_Exercise instructions_
Copy out the line containing "-- sample [105,17]." and each line after it, through the last one in the material, exactly as written.

= = = = = = =

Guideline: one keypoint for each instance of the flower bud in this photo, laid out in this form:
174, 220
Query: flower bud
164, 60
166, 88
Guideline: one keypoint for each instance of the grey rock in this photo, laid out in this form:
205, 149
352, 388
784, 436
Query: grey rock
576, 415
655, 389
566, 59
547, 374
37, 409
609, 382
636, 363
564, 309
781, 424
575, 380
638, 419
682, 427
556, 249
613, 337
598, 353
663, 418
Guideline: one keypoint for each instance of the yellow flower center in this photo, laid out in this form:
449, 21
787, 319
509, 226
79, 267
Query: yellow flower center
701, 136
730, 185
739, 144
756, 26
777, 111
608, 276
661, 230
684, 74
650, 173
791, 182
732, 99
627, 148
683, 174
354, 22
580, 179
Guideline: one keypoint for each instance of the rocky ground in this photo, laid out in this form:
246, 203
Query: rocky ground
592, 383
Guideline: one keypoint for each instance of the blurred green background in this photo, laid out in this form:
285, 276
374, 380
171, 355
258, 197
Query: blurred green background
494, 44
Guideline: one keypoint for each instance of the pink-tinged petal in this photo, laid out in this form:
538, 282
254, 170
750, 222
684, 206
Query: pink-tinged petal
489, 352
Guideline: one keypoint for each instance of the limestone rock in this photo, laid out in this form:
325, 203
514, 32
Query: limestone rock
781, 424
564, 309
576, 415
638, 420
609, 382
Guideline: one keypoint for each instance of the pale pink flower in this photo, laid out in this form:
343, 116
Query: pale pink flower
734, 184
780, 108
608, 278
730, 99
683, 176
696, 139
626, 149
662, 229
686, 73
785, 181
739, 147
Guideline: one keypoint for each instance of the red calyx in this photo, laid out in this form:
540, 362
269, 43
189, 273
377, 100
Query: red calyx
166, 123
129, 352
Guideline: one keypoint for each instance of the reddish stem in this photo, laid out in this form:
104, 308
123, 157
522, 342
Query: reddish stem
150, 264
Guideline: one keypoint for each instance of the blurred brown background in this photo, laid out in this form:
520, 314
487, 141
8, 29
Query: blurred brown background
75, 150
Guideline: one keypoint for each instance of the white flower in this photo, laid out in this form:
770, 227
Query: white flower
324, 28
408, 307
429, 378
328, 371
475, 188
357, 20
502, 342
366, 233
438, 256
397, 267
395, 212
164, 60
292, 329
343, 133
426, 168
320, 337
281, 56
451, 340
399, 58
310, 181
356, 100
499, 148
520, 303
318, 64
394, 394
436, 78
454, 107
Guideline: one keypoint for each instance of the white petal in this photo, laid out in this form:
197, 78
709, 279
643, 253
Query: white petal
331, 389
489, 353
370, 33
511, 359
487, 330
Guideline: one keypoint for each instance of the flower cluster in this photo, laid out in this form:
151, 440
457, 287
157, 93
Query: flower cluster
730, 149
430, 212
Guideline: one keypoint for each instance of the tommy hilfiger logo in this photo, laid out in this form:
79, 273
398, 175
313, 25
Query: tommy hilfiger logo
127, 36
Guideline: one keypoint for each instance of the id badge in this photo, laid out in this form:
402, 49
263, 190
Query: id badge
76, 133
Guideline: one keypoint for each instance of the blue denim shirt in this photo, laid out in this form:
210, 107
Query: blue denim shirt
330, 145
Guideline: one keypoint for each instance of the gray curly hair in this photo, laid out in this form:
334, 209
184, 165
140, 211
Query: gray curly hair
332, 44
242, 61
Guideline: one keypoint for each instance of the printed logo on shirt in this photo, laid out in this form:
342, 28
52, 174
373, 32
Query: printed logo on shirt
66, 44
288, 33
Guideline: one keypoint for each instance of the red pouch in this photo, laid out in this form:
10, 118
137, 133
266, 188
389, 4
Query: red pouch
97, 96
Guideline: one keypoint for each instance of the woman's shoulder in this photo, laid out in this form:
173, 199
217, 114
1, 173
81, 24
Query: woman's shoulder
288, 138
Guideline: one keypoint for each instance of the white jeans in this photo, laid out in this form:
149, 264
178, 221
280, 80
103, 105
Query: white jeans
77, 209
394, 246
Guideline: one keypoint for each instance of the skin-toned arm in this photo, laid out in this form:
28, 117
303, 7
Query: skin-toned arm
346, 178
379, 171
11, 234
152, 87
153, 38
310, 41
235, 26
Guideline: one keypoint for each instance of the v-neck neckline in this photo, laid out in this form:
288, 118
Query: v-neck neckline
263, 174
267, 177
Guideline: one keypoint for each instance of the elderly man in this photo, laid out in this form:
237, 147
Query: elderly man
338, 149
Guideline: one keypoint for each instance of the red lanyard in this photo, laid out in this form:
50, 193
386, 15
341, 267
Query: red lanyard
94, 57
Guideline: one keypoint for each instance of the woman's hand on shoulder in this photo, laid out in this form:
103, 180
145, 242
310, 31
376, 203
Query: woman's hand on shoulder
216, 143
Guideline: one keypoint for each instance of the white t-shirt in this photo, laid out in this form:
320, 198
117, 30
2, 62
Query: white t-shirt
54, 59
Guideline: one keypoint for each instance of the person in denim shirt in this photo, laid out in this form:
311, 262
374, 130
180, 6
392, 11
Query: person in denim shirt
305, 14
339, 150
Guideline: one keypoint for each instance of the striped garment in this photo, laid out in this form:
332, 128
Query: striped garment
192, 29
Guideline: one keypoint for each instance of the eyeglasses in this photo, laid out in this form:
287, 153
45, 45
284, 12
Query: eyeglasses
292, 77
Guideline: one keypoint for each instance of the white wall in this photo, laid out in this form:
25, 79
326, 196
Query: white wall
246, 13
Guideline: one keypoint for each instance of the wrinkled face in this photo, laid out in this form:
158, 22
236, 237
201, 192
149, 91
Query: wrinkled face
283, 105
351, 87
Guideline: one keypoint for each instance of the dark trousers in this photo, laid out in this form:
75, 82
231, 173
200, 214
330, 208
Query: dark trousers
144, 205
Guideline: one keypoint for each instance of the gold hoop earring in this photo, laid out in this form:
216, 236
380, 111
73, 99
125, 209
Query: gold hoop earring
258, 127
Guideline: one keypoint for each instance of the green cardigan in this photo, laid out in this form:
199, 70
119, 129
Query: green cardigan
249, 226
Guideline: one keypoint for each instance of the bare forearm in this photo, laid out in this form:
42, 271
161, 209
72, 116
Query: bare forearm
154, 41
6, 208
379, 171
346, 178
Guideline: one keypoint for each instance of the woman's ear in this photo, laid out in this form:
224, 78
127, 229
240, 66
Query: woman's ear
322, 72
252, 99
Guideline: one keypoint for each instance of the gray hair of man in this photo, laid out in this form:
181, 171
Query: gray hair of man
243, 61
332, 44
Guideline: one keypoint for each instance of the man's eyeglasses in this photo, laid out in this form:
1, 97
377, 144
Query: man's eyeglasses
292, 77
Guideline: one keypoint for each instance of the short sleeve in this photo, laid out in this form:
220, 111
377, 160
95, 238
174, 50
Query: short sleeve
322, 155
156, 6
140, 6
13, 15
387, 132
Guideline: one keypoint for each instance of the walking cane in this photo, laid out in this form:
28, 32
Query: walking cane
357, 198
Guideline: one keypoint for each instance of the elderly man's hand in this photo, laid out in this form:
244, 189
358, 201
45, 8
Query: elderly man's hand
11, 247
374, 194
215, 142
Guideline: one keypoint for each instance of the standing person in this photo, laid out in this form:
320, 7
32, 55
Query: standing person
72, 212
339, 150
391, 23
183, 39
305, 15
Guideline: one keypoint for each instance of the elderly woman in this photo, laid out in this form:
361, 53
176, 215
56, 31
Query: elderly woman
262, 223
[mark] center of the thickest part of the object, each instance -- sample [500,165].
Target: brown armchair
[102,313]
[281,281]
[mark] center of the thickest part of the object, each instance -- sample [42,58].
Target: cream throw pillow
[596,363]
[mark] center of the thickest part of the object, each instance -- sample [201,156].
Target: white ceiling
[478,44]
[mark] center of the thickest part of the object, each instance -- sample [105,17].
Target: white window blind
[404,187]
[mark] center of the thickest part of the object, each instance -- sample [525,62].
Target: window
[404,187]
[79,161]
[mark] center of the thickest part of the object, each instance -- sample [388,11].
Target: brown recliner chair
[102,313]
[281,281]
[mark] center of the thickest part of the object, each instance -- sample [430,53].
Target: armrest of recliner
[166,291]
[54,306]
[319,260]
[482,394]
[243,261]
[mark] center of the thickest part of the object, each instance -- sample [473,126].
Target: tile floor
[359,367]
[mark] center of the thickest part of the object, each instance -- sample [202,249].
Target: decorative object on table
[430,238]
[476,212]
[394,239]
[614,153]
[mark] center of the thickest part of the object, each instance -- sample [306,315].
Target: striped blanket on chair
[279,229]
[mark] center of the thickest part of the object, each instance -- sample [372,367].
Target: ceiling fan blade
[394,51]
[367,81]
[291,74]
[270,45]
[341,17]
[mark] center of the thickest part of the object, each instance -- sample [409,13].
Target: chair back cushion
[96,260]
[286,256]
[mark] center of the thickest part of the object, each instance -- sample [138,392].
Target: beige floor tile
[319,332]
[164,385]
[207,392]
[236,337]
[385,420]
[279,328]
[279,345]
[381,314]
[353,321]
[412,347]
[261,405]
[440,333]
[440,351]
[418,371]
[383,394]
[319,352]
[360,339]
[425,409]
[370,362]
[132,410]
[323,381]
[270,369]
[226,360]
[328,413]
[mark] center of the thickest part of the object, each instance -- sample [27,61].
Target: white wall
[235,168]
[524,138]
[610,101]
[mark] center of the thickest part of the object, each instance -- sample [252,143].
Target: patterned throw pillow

= = = = = = =

_Task output_
[mark] center of the thickest part of the object, each instance -- sample [105,17].
Target: white window blind
[404,187]
[mark] center of the thickest part of the object, each instance -- sample [525,62].
Target: window
[404,187]
[79,161]
[mark] center of the thickest part of the object, each instance -- sample [388,11].
Target: brown recliner chair
[102,313]
[281,281]
[mark] center of the thickest part of the object, each instance -- sample [430,53].
Target: armrest of recliner
[166,291]
[54,306]
[319,260]
[482,394]
[243,261]
[mark] center of the thickest part of the object, each instance -- sample [473,126].
Target: tile floor
[359,367]
[mark] center of the thickest part of the object, each instance -- sample [202,249].
Target: decorative object on table
[430,238]
[476,212]
[394,239]
[614,153]
[mark] center of the thickest part of the object, each instance -- sample [306,315].
Target: striped blanket on chair
[279,229]
[mark] center of the thickest part of the object, each instance -- sample [372,367].
Target: ceiling fan blade
[394,51]
[367,81]
[291,74]
[270,45]
[341,17]
[mark] center of the thickest part of the object, each instance -- sample [409,13].
Target: chair back cushion
[96,260]
[286,256]
[mark] center of the thickest part of the object, each instance -- sample [138,392].
Target: beige floor tile
[319,332]
[164,385]
[207,392]
[236,337]
[385,420]
[279,328]
[279,345]
[381,314]
[353,321]
[412,347]
[261,405]
[440,333]
[440,351]
[418,371]
[383,394]
[319,352]
[360,339]
[425,409]
[370,362]
[132,410]
[323,381]
[270,369]
[226,360]
[328,413]
[mark] center of the thickest part of the object, each instance -- sample [27,61].
Target: white wall
[235,168]
[524,138]
[610,101]
[mark] center of the thickest part of the object, each instance -- sample [252,143].
Target: patterned throw pillow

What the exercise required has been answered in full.